═════ PROVIDED PASSAGE ═════
But let us imagine a different type of experiment – not a full brain swap but only a partial brain swap. It might be done on two terminal patients. First a complete inventory of both of their skills and memories might be made, by having them answer a long series of questions and fill out various standardized subject tests. Then a small part of their brains could be swapped. A small part of the first patient's brain might be replaced with a corresponding part from the second patient's brain, and that same part of the second patient's brain might be replaced with a similar part that had been removed from the first patient's brain. Then scientists might look for sudden losses or sudden additions in the memories of the two patients.

What might conceivably happen is something like this. After this partial brain swap, the first patient might still claim to be the same person he had always been. But he might claim that his memory had been changed. He might now be able to remember things he never knew before.
═════ LISTED ENTRIES ═════
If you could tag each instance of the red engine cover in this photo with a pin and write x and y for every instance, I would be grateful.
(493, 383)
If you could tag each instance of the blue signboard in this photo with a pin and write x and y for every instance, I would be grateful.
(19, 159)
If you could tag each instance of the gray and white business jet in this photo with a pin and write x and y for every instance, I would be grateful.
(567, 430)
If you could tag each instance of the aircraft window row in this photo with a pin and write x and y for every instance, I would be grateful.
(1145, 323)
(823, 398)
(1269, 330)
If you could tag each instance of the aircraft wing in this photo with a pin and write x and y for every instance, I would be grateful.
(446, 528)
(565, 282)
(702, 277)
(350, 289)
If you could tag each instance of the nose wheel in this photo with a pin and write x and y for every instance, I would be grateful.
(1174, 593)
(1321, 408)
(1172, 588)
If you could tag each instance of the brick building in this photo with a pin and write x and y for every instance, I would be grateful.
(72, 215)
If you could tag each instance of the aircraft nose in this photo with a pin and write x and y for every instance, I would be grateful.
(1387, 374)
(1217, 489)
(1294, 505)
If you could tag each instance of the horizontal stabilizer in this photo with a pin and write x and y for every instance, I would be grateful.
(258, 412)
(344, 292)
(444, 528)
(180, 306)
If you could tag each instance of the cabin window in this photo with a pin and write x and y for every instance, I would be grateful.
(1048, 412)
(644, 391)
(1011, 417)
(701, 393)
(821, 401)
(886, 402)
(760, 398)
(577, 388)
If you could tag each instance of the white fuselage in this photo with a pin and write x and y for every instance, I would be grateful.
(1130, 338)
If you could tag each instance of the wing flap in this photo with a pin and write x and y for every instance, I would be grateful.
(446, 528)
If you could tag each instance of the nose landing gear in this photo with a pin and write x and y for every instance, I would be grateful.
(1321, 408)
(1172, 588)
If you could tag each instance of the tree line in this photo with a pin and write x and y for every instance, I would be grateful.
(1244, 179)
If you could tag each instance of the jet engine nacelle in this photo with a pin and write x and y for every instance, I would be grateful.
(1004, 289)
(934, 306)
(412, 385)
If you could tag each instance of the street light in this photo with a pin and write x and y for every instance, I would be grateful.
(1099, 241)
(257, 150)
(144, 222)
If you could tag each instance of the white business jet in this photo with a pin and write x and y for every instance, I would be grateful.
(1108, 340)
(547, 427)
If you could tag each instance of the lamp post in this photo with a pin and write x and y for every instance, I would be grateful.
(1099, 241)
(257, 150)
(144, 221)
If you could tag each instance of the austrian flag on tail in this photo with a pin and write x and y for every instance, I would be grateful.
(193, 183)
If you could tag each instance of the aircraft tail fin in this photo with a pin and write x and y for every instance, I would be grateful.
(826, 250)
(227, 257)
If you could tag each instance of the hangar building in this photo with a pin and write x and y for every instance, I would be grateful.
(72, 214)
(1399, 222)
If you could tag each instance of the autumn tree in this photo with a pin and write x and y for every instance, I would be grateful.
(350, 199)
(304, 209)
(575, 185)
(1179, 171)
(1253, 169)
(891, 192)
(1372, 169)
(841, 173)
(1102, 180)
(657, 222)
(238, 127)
═════
BRIEF 1 | Translate this sentence from the passage on the partial brain swap into Spanish: "Then a small part of their brains could be swapped."
BRIEF 2 | In the passage on the partial brain swap, what is the complete inventory of skills and memories, and what use does it serve in the experiment? Answer in one to three sentences.
BRIEF 3 | Extend the passage on the partial brain swap, picking up after its final sentence.

WRITTEN ANSWER 1 | Luego se podría intercambiar una pequeña parte de sus cerebros.

WRITTEN ANSWER 2 | The inventory records each patient's skills and memories before the swap, gathered by having them answer a long series of questions and fill out standardized subject tests. After a small part of their brains is exchanged, scientists could look for sudden losses or sudden additions in the memories of the two patients.

WRITTEN ANSWER 3 |
There are all kinds of weird possibilities. It might be that John Baker might remember his experiences between ages 5 and 20, and also remember his experiences between ages 30 and 60. But his memories of life between ages 20 and 30 might be the memories of Eddy Hawkins. Or it might be that John would no longer remember how to play the piano, but would now remember how to fix cars – knowledge that he had gained from Eddy Hawkins. Eddy, on the other hand, might no longer know how to fix cars, but might now know how to play the piano, something he had never previously known.

It would seem to be impossible to reconcile any results such as these with any theory that memories are stored in the soul. Given such results, you would finally have proof that memories are stored in the brain. 

partial brain swap
Hypothetical result of a partial brain swap

It is quite possible that such an experiment might be performed. But I doubt very much that it would produce results like those just described. As discussed here, scientists do not have any workable theory of how the brain could be storing memories that last for 50 years. The main theory of memory is that memories are stored in synapses. But there is a huge reason for doubting such a theory. Synapses are subject to rapid molecular turnover and structural turnover which make them unsuitable for storing memories lasting longer than a year.

If this partial brain swap experiment is ever done, I think it will not produce results showing a swapping of memories. I think we will one day be able to swap brain tissues between two people, but I think such an experiment will not actually result in a transfer of memories.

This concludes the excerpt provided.